* _Stated problem_
According to the court opinion below, what kind of automobile were the defendant and two other men seen in?

* _Excerpted text_
.....

An appeal from the District Court of Oklahoma County; Jack R. Parr, Judge.

William Covert Graham was convicted for the offense of Possession of Marijuana, sentenced to five (5) years imprisonment and a fine of Five Thousand Dollars ($5,000.00), and appeals. Judgment and sentence is affirmed.

Frank Grayson, Deceased, for appellant.

Larry Derryberry, Atty. Gen., Jeff L. Hartmann, Asst. Atty. Gen., for appellee.

BUSSEY, Presiding Judge:

¶1 Appellant, William Covert Graham, hereinafter referred to as defendant, was charged, tried and convicted in the District Court of Oklahoma County, Oklahoma, for the offense of Possession of Marijuana; his punishment was fixed at five (5) years imprisonment and a Five Thousand ($5,000.00) Dollar fine. This cause was reviewed by this Court and an Opinion was rendered on June 30, 1971 ordering the case reversed. A Petition for Rehearing was denied on December 10, 1971. A Second Petition for Rehearing was filed by the State of Oklahoma and upon consideration of such, we are of the opinion that the previous Order entered by this Court reversing the cause should be vacated and held for naught.

¶2 The evidence at the trial adduced that about 11:55 p.m. the night of October 14, 1967 the defendant and two other men were observed in a red Mustang automobile traveling east on N.W. Eighth Street in Oklahoma City. They pulled into a parking area, backed out and parked along the north curb facing west in the 400 block of N.W. Eighth.

.....

* _Data entries_
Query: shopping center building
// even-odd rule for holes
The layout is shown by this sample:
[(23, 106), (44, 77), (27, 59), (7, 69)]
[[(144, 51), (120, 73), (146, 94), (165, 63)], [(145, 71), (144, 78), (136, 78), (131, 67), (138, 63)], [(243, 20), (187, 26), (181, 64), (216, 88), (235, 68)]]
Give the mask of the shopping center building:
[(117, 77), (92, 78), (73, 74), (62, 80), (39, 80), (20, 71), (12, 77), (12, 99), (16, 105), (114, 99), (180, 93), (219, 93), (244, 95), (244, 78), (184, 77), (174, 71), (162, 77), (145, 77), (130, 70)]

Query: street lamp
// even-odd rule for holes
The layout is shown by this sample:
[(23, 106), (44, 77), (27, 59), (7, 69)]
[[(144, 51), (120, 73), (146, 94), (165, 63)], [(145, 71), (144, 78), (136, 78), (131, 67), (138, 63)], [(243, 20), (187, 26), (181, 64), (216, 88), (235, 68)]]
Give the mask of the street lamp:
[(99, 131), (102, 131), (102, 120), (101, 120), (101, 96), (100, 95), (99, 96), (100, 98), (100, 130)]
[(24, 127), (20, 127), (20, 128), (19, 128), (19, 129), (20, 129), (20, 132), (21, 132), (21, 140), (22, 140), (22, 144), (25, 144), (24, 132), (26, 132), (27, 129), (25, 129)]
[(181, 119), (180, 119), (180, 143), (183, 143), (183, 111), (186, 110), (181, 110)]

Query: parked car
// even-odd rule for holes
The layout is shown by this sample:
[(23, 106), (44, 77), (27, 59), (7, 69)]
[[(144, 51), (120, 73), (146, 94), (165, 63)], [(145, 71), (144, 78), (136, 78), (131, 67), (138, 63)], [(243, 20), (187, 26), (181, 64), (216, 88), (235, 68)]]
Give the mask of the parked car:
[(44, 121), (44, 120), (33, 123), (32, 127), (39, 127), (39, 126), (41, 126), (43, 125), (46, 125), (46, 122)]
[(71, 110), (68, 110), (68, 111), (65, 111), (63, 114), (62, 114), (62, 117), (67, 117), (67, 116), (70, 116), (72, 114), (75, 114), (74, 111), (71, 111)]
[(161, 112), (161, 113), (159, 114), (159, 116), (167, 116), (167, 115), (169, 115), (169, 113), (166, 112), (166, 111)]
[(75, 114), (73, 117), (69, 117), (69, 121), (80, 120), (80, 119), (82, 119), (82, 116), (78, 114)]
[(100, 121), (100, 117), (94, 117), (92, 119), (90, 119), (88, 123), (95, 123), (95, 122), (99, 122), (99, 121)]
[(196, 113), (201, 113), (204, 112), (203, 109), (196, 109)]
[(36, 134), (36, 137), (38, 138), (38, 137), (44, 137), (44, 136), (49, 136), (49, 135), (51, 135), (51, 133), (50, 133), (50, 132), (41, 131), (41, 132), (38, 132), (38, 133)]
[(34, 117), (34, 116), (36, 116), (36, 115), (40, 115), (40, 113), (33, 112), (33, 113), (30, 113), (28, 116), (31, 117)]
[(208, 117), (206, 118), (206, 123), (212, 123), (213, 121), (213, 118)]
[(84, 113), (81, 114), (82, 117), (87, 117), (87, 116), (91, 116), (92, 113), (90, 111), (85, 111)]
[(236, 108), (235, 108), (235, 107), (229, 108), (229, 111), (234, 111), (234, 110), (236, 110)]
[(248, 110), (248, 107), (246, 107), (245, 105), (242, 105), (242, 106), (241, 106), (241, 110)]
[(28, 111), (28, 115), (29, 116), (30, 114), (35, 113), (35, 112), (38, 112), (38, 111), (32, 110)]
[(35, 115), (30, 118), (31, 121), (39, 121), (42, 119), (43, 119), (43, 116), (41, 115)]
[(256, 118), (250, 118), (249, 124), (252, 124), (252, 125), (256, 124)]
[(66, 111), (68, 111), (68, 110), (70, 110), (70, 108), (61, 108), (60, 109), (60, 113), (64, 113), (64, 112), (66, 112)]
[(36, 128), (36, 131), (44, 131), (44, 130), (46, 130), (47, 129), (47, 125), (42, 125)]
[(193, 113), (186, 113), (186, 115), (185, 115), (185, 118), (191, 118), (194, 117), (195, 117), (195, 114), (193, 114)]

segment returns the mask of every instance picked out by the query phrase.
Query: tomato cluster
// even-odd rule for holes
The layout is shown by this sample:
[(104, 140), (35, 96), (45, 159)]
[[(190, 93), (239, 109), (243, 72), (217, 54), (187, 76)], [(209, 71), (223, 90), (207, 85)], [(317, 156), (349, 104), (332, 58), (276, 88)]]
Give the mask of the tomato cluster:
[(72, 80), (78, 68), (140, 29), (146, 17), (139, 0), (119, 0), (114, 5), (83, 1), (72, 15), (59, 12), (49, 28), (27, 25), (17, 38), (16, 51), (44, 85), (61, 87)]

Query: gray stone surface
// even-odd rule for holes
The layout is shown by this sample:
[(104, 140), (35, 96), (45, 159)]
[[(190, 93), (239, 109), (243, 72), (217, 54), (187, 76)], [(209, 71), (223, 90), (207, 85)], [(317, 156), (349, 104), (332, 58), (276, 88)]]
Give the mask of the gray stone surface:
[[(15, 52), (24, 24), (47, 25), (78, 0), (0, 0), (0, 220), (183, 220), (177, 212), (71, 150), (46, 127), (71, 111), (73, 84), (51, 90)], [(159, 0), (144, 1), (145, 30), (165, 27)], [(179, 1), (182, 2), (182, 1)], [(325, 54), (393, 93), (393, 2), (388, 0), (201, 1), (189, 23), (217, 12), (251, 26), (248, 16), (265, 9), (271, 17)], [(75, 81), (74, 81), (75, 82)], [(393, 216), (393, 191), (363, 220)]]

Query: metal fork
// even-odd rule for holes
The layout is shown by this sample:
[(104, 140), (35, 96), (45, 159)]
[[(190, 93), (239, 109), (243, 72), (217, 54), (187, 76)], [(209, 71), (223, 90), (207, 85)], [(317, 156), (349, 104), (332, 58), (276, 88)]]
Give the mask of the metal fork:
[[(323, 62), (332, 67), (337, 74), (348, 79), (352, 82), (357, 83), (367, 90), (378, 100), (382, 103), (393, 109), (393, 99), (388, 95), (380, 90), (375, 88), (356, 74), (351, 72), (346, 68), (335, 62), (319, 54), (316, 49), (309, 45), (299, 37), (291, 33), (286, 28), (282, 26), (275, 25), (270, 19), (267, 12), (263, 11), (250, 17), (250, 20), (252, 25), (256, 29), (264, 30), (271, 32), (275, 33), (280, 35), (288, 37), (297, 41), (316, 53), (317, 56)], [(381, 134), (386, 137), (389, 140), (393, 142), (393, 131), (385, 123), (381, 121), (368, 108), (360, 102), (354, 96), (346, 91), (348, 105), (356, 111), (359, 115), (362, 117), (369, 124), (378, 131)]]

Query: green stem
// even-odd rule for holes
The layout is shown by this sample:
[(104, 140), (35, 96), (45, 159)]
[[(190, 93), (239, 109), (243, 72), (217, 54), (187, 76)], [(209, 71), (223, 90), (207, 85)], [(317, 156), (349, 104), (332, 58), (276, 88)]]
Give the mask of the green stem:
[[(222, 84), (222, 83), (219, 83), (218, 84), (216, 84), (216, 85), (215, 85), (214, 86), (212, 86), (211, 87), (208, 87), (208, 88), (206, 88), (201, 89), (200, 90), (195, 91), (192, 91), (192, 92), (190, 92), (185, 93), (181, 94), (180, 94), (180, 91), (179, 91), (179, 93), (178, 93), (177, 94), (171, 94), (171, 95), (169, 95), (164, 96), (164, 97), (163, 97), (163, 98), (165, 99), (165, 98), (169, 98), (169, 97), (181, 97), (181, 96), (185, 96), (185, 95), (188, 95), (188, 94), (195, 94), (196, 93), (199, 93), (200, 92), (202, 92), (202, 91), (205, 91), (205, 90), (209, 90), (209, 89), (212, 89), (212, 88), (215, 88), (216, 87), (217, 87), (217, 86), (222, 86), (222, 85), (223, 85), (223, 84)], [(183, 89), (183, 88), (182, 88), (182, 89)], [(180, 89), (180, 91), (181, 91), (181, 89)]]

.....

* _Answer for this exercise_
A red Mustang.